Tuesday, 31 January 2012

Roman roads

Look at this satellite photo of the Via Flaminia (one of the most famous Roman roads) passing through the suburbs just North of Rimini. The occupied (warmer) houses show up as white / pale green, while the darker rectangles are colder, unoccupied premises.

No, that's a load of rubbish. It is actually a picture of a leaf!  Here it is viewed more conventionally:

It's a Sweet Chestnut leaf, floating in a puddle of water.I just love the patterns created by its veins.

This is a more traditional style of photo - a close-up study of a Blueberry bud just beginning to form:

I'm "on" leaves today, so what do you think of this one? It's a tiny leaf from a Swiss Chard plant.

I think the pink stem is particularly attractive. During the Summer the plant's stems were all white, but in the cooler weather the bases of all the new leaves are this shade of pink, though it seems to fade when they grow bigger.

Finally for today, this lovely but unidentified red leaf. It looks a bit like the one I used for my "Autumn" picture a couple of months ago, but it must be of a different type since all the "Fish tree" leaves have been dry and brown for ages now. It must have blown in from someone else's garden.

The brown berries are the formerly bright red ones from the Fish tree itself. [Note to new readers: Fish tree is our name for a tree in our garden that is a type of Sorbus. It has very "fishy"-smelling blossoms in the Spring.]

I'm afraid I haven't much time for blogging at present. For the first three days of this week I am commuting from Fleet to Bristol each day, a journey of about one and three-quarter hours each way, so spare time is a bit scarce. I hope to put together something a bit more substantial later in the week, and hopefully I'll also have the time to enjoy YOUR blogs too...

Monday, 30 January 2012

The last of the Parsnips

The other day I wrote (here) about the fact that my parsnips were beginning to re-sprout. I subsequently decided that I should dig them up, influenced by the fact that I shall need the space soon for Spring sowings (which this year will be possible a little earlier than in previous years, since I now have some cloches). Incidentally I recently acquired a fourth one of those Parasene "Longrow" cloches, so I now have enough to cover one complete raised bed.

To-do list:
• a. Reproduce the part of the gardening blog that opens with the words containing "Finally for today, this" and closes with "someone else's garden.", replacing "unidentified" with "unknown".
• b. Condense the paragraph of the gardening blog beginning "I'm afraid I haven't much time" into a short bulleted list of its main facts.

Raw data:
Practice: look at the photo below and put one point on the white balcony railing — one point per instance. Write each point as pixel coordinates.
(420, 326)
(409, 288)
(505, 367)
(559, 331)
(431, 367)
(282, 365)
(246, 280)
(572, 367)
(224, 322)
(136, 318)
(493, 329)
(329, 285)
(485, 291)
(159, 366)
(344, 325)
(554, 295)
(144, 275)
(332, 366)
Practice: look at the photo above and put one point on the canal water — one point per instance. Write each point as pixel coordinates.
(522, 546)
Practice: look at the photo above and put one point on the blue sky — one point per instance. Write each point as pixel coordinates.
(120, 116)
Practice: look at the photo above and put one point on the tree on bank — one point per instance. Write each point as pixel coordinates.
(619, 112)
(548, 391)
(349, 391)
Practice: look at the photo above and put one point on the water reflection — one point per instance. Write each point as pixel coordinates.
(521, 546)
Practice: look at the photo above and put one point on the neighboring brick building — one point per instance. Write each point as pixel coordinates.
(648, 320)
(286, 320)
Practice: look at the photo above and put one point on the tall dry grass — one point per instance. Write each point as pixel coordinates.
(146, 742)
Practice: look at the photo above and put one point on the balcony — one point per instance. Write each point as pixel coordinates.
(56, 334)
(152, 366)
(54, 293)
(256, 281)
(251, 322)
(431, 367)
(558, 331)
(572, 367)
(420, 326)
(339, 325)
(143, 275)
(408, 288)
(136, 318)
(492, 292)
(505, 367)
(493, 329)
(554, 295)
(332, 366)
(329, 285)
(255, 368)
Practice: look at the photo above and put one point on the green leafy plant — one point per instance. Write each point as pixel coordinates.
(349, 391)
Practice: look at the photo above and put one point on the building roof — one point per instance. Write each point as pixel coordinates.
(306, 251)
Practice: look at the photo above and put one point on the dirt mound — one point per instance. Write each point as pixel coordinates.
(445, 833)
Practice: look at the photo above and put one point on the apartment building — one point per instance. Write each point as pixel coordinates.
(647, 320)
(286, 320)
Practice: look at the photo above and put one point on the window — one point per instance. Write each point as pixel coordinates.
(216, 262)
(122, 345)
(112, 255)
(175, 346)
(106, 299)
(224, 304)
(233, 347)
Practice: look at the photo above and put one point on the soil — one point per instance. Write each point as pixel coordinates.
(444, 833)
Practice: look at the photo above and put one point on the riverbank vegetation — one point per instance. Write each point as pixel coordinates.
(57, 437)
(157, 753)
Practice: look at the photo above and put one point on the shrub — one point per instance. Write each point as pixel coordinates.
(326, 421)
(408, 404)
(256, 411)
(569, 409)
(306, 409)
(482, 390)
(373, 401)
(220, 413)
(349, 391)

Answers to each task:
• a.
Finally for today, this lovely but unknown red leaf. It looks a bit like the one I used for my "Autumn" picture a couple of months ago, but it must be of a different type since all the "Fish tree" leaves have been dry and brown for ages now. It must have blown in from someone else's garden.

• b.
- The writer has little time for blogging at present.
- For the first three days of this week, the writer commutes daily from Fleet to Bristol, about one and three-quarter hours each way.
- The writer hopes to post something more substantial later in the week and to find time to enjoy readers' blogs.